练习内容
把下面各行转写成一个 JSON 字符串列表，每行对应一个字符串，空行略去。结果里不要包含图片。

给定数据
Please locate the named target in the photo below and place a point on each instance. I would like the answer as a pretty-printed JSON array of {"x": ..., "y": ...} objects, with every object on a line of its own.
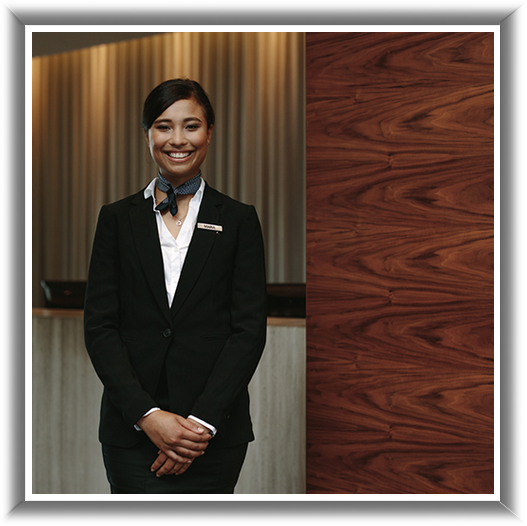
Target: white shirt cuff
[
  {"x": 210, "y": 427},
  {"x": 146, "y": 414}
]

任务解答
[
  "Please locate the named target in the photo below and place a point on each instance. I would like the answer as a pretty-printed JSON array of {\"x\": ..., \"y\": ...} objects, with every object on a line of its own.",
  "Target: white shirt cuff",
  "[",
  "  {\"x\": 210, \"y\": 427},",
  "  {\"x\": 146, \"y\": 414}",
  "]"
]